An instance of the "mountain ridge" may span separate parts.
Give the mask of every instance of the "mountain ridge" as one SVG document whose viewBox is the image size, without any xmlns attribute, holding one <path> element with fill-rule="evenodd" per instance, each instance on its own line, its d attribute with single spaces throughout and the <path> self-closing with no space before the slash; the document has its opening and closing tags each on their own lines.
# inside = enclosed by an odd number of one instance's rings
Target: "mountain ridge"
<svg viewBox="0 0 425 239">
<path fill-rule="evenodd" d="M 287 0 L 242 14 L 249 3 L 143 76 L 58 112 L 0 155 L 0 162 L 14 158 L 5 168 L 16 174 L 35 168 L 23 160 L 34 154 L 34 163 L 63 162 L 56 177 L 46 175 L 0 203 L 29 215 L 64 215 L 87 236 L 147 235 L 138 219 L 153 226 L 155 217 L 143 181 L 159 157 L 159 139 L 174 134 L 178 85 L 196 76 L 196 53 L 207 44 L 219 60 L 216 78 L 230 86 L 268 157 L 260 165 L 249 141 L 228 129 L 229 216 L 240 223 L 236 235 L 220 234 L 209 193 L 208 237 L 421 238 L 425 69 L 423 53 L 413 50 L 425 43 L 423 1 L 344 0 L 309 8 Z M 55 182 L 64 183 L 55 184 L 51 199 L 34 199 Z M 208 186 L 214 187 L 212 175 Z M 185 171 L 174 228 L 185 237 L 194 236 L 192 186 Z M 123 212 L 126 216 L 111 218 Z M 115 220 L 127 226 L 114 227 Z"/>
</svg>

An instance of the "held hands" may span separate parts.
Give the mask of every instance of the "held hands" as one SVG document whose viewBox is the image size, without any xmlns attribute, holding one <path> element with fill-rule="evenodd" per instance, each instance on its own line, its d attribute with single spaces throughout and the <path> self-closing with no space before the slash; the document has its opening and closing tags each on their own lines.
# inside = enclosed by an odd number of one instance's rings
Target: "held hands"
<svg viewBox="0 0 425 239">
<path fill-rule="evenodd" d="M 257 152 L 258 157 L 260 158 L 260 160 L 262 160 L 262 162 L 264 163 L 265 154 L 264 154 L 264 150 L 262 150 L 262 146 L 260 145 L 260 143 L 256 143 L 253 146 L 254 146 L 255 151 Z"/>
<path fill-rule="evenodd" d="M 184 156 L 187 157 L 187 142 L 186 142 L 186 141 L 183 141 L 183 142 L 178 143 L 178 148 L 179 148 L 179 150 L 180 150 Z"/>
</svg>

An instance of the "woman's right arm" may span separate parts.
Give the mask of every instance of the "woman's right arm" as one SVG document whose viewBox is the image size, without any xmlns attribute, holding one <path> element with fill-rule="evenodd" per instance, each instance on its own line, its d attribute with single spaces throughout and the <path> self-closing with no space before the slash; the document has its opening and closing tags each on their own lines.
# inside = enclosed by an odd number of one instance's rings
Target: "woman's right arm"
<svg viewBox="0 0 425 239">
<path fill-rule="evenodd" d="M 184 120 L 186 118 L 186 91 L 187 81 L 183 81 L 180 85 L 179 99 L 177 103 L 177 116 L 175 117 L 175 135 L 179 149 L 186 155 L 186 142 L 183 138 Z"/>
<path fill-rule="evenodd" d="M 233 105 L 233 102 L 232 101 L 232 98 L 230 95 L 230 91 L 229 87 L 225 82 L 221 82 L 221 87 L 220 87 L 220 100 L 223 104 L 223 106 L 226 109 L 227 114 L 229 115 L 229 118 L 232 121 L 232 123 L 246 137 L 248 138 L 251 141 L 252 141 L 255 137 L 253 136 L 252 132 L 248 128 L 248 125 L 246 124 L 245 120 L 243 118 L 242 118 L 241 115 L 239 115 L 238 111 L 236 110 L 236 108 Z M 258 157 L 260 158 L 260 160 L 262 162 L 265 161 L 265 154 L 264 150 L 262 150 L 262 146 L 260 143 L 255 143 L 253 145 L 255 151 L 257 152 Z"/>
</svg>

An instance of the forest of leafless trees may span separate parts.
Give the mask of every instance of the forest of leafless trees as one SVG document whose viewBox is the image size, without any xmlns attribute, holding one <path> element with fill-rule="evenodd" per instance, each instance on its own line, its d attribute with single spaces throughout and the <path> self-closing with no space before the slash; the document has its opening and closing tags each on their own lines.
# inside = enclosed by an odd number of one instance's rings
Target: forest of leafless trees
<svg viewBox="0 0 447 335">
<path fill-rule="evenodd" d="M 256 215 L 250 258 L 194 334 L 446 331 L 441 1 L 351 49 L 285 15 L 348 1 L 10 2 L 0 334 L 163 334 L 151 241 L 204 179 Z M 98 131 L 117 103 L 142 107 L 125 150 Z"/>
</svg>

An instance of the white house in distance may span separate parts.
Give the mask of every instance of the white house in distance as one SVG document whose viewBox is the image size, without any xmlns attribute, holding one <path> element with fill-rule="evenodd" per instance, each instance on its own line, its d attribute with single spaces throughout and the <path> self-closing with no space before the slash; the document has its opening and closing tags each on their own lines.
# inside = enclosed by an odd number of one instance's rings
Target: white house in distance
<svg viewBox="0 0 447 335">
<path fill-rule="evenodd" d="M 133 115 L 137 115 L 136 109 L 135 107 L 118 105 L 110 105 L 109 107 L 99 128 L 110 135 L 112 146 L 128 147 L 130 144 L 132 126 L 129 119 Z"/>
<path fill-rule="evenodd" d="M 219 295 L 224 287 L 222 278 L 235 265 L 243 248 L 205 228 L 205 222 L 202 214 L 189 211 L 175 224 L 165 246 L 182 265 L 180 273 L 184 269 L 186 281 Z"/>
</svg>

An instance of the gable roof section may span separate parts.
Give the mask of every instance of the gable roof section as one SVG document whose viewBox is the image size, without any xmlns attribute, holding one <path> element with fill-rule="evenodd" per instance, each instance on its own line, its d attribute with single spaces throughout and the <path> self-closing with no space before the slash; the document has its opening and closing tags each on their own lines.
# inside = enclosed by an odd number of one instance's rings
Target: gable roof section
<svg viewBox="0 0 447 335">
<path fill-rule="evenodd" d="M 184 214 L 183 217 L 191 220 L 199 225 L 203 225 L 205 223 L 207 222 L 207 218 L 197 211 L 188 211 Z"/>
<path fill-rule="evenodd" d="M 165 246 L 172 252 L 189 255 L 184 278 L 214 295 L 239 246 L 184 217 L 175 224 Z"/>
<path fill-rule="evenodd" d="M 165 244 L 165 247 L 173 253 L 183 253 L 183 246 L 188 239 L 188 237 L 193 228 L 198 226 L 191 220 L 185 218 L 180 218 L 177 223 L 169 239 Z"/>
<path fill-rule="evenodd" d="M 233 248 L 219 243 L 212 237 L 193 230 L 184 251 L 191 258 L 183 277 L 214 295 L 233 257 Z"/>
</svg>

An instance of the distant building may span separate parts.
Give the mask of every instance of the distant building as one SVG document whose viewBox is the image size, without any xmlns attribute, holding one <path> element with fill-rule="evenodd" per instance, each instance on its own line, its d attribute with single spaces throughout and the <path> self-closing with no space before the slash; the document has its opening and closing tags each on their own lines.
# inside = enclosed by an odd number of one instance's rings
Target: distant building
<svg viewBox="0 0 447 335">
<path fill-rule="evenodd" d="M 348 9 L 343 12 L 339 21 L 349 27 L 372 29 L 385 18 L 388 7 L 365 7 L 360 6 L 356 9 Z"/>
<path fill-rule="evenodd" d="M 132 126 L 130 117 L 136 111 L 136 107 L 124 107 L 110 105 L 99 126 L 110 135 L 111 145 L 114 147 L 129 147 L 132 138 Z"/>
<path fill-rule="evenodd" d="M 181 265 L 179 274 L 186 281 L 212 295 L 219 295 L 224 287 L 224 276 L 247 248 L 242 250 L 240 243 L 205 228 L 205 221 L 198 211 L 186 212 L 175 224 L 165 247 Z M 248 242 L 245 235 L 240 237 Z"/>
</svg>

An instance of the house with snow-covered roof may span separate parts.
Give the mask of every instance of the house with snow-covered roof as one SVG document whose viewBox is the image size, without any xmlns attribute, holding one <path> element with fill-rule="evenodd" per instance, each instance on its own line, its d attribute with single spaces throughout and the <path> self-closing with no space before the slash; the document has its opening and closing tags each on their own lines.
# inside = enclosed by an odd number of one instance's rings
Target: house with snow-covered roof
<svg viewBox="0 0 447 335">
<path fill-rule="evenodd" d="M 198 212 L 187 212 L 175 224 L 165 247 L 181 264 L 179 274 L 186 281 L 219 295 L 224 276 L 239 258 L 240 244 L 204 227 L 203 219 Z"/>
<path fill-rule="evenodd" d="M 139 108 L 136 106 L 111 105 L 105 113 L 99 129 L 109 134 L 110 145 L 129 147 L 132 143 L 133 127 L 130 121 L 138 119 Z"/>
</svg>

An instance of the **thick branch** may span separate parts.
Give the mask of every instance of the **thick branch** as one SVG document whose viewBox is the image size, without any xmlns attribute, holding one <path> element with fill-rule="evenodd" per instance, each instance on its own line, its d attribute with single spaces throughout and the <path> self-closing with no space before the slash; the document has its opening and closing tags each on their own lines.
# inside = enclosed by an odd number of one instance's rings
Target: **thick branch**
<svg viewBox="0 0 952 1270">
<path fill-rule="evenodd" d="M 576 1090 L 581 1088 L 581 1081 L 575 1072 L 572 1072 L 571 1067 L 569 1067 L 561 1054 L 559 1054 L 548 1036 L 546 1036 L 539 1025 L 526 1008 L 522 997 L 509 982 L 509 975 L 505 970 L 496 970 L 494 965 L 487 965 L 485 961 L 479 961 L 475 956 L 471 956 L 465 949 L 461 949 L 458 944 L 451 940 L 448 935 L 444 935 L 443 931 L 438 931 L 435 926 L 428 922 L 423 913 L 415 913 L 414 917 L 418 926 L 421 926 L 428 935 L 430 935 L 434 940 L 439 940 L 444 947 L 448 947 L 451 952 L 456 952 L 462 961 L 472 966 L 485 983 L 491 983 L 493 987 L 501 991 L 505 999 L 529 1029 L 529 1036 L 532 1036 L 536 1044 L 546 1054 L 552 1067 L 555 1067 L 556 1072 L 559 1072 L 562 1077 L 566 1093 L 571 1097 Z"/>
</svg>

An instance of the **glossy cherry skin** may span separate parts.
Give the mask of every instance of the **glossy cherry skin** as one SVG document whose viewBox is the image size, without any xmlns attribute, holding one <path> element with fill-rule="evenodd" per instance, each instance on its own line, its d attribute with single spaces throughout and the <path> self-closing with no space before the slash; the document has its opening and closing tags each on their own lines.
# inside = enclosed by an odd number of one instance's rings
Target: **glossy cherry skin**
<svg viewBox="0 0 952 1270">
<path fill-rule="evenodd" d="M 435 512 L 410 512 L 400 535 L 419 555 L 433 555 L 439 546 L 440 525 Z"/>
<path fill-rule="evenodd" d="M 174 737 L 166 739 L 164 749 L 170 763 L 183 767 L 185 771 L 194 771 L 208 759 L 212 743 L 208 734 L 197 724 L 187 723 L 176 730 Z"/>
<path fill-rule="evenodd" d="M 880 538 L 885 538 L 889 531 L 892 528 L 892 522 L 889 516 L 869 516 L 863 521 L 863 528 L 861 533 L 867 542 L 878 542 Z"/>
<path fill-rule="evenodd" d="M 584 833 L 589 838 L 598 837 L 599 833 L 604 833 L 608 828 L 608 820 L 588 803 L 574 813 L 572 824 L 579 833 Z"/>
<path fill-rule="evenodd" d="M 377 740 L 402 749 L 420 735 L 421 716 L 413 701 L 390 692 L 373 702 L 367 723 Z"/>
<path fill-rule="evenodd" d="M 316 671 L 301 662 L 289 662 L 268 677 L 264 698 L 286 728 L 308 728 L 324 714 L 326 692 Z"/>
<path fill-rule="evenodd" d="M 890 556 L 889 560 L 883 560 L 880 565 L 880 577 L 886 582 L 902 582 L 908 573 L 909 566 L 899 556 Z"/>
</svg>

» REQUIRED TASK:
Pick out every line of the items above that contains the string "snow", matching case exactly, and copy those lines.

» TASK SOLUTION:
An instance of the house with snow-covered roof may span separate parts.
Give the mask of every instance of the house with snow-covered roof as one SVG document whose viewBox is the image size, without any xmlns attribute, holding one <path> element with fill-rule="evenodd" per instance, each instance on its own line, its d attribute with single spaces throughout and the <path> self-closing with no space before the slash; the document has its opening and closing tags each on their own lines.
Target: house with snow-covered roof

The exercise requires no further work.